All lines in the material with the string "below" should be listed.

→ Input records
= = = = =

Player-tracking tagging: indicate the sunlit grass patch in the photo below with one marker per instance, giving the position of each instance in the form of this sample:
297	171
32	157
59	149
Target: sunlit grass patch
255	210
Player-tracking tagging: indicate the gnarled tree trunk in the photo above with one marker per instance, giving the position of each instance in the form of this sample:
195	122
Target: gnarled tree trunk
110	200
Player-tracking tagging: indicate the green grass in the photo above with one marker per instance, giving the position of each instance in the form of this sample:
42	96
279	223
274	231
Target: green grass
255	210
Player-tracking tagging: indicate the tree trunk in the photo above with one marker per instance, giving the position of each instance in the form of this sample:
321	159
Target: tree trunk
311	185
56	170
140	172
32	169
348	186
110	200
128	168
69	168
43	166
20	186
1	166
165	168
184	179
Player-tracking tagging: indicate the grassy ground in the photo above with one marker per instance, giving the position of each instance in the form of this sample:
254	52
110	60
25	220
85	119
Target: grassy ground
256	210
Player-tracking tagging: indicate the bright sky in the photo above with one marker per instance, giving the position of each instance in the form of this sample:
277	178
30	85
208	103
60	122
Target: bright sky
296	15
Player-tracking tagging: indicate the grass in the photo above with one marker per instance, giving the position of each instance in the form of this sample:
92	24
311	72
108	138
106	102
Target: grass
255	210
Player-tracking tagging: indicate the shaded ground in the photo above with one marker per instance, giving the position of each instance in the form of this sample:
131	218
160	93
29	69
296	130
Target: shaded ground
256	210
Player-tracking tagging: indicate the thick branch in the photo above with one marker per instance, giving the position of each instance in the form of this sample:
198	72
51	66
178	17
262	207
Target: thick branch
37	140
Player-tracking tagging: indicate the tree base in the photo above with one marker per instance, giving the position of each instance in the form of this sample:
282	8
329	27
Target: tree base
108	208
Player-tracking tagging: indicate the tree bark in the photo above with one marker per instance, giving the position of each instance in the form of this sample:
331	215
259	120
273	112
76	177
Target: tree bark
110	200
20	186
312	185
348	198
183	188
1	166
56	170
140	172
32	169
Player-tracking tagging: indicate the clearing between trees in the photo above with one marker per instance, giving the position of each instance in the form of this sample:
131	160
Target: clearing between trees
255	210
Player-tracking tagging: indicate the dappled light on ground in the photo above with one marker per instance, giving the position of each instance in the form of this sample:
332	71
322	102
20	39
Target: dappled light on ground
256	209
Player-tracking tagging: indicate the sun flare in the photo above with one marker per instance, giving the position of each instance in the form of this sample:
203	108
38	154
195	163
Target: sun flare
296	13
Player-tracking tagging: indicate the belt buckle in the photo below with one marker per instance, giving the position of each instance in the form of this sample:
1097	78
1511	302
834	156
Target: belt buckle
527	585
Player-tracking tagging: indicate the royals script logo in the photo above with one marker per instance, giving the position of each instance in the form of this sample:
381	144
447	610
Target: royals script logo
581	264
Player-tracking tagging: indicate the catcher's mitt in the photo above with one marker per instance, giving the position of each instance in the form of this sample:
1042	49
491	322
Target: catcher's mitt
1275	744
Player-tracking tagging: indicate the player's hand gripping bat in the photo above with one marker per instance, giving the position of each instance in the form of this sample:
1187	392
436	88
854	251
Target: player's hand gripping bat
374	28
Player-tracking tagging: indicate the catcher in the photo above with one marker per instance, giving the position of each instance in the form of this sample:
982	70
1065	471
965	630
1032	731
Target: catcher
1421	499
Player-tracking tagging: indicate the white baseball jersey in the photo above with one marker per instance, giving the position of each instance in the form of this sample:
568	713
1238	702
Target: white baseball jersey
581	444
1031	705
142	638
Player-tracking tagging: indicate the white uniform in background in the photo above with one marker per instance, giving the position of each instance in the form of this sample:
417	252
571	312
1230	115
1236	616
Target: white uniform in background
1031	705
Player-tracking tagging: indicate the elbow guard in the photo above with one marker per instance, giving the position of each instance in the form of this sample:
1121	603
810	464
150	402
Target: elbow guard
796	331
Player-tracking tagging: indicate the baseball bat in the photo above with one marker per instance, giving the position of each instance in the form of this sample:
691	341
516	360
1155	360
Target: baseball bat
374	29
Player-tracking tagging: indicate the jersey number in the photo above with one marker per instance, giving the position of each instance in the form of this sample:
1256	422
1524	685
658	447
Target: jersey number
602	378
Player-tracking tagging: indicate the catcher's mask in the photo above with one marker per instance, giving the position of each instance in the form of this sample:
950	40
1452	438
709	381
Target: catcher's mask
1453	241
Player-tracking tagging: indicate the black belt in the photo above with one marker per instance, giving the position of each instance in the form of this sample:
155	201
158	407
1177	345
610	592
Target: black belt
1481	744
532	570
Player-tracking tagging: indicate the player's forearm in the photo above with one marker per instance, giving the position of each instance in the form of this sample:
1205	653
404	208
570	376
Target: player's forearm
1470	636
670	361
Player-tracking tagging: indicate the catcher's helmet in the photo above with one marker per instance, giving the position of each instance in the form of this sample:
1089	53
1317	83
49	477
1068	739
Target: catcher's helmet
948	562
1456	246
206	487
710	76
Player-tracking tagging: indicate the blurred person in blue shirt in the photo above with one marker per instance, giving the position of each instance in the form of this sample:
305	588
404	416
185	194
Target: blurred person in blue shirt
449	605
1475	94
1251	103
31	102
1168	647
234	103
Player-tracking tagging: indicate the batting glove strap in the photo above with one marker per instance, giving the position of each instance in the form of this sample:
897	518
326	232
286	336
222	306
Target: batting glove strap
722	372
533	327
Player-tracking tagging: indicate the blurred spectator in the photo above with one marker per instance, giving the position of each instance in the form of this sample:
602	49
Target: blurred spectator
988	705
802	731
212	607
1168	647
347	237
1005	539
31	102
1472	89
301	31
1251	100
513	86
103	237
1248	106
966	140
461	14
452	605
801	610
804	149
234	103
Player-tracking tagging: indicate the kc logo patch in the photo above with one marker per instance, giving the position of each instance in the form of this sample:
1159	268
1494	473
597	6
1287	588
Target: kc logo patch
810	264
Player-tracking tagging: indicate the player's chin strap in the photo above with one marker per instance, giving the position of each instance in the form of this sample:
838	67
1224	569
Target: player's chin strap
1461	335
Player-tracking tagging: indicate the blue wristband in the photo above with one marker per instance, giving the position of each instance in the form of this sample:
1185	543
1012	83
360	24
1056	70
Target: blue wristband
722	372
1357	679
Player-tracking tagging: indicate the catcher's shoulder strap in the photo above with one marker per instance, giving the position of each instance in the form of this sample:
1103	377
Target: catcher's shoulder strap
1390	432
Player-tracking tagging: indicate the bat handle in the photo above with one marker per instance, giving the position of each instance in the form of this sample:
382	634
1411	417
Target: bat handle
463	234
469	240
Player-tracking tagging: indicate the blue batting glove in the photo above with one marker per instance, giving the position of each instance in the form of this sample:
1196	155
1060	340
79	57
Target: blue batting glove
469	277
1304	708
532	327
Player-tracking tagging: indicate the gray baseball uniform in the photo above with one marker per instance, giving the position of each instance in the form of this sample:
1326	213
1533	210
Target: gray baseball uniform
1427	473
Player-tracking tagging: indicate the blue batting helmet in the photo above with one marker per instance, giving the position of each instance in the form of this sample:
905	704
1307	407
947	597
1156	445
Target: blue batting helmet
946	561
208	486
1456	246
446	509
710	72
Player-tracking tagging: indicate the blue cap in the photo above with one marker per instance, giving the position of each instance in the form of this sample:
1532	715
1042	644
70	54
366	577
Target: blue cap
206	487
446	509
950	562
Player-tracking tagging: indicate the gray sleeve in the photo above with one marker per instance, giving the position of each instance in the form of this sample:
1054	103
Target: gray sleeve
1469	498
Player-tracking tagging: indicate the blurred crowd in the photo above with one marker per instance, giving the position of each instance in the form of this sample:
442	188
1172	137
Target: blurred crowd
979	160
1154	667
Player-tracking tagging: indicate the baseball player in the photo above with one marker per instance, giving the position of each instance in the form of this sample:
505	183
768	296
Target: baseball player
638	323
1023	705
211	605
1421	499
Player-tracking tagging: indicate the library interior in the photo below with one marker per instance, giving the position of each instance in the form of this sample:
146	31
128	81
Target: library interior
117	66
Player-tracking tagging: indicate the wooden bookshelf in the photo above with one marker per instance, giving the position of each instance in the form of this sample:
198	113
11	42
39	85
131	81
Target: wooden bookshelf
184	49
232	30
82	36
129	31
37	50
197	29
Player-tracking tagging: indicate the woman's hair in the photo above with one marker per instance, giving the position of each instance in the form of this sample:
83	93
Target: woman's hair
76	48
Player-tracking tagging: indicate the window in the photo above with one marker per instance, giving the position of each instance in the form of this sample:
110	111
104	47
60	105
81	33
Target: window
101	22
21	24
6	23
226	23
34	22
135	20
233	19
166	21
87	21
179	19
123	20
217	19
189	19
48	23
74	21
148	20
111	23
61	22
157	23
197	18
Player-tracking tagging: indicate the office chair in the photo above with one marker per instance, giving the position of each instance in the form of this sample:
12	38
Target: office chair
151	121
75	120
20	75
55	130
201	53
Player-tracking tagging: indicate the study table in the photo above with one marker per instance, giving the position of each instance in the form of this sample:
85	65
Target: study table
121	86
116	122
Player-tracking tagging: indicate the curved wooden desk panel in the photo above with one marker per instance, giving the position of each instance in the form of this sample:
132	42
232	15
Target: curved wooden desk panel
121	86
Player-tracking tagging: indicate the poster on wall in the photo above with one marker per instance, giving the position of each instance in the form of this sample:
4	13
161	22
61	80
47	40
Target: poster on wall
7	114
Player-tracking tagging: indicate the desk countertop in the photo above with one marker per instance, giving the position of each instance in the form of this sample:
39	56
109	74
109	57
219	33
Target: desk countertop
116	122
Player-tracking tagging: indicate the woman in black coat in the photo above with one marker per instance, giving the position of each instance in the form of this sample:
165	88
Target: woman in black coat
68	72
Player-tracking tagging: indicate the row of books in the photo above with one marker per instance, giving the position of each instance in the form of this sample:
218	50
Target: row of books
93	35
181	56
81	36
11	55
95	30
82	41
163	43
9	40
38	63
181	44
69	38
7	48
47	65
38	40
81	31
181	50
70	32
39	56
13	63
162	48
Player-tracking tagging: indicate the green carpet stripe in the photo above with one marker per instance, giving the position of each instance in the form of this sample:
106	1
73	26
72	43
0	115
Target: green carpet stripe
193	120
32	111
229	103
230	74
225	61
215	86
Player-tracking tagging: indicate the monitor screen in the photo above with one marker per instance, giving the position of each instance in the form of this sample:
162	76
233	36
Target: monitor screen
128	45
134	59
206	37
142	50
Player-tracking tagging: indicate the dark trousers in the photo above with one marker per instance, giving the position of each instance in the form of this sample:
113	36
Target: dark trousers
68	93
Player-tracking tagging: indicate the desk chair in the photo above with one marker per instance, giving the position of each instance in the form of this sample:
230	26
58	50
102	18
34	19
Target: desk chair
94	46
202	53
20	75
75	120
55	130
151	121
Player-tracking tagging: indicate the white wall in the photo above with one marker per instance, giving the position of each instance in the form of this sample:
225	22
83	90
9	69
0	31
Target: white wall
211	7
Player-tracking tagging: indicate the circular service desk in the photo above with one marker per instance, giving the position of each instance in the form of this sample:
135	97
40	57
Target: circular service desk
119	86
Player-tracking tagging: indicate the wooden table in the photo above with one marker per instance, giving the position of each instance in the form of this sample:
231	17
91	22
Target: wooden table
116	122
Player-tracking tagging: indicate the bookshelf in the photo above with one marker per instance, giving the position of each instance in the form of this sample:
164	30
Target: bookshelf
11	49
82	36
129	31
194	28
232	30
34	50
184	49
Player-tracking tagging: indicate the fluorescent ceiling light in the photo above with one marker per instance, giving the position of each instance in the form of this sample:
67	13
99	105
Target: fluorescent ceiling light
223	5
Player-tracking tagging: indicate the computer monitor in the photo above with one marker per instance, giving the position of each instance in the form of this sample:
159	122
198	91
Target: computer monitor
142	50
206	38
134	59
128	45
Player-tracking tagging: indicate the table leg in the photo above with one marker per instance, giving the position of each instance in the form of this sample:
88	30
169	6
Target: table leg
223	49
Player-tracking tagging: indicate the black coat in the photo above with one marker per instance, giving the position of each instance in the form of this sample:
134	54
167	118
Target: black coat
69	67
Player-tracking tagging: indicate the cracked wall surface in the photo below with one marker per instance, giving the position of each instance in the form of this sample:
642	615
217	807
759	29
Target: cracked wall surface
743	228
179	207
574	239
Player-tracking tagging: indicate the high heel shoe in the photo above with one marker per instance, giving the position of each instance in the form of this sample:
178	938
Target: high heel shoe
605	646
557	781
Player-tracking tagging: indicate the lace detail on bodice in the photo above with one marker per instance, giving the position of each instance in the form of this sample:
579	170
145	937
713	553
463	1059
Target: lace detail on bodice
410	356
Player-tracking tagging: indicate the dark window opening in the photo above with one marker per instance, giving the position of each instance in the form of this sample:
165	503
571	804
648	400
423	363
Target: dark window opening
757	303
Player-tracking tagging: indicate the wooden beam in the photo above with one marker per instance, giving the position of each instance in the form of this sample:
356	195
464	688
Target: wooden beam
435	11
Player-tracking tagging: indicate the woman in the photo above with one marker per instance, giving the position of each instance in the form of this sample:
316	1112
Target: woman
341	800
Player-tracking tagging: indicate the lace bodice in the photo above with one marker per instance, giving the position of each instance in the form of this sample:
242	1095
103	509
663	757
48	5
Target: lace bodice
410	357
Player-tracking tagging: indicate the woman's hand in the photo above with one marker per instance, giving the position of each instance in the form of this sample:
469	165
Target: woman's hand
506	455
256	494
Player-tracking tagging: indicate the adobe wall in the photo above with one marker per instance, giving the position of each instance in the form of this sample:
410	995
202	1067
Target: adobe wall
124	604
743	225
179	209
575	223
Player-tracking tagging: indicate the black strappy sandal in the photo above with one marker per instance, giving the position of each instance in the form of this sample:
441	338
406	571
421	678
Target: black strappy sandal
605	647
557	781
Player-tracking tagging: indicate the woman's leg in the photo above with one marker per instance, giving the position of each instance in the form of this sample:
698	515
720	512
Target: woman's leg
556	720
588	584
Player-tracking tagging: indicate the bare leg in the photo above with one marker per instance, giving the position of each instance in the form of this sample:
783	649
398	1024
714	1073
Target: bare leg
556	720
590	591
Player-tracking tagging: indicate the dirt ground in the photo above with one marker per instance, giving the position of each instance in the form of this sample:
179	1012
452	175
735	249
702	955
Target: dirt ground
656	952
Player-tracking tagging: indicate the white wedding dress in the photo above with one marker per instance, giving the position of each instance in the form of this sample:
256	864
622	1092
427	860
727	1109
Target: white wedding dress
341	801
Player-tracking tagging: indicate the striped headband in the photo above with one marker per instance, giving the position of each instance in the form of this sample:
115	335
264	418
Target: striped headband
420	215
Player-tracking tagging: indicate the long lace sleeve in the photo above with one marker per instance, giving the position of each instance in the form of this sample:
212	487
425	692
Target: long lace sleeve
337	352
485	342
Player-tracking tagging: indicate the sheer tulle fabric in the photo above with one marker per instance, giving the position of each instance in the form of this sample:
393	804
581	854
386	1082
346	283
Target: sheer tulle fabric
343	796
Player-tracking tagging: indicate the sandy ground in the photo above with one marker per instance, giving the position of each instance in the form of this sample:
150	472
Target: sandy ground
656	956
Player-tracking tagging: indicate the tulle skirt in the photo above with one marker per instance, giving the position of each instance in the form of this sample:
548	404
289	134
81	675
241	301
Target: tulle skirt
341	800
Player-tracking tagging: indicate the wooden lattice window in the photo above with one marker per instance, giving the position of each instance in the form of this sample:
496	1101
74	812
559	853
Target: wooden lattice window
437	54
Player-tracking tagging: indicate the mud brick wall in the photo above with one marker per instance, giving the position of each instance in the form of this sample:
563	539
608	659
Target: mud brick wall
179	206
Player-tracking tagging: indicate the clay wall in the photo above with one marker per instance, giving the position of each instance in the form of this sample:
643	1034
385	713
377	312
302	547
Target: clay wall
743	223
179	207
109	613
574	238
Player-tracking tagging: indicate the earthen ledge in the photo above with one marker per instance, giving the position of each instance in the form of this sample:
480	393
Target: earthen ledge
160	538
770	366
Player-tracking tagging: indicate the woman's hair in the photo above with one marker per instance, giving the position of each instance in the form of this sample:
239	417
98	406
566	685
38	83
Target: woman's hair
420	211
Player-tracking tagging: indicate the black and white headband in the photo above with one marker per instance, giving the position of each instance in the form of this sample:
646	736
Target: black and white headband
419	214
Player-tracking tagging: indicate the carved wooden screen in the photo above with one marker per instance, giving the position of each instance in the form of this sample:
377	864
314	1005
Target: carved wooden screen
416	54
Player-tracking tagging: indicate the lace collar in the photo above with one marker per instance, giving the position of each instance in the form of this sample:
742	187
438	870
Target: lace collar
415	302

= = = = =

→ Result
Player-tracking tagging: indicate the sunlit grass patch in the photo below with one marker per instance, giving the position of each instance in the form of this sample:
Player-tracking tagging: indicate the belt buckle in the photo below with one marker per instance, giving the position of each instance in the form of this sample:
Player-tracking tagging: indicate the library interior in the photo below with one marker per instance, giving the position of each instance in the form of this sample:
Player-tracking tagging: indicate the cracked wall surface in the photo below with one marker per instance, giving the position of each instance in the form of this sample:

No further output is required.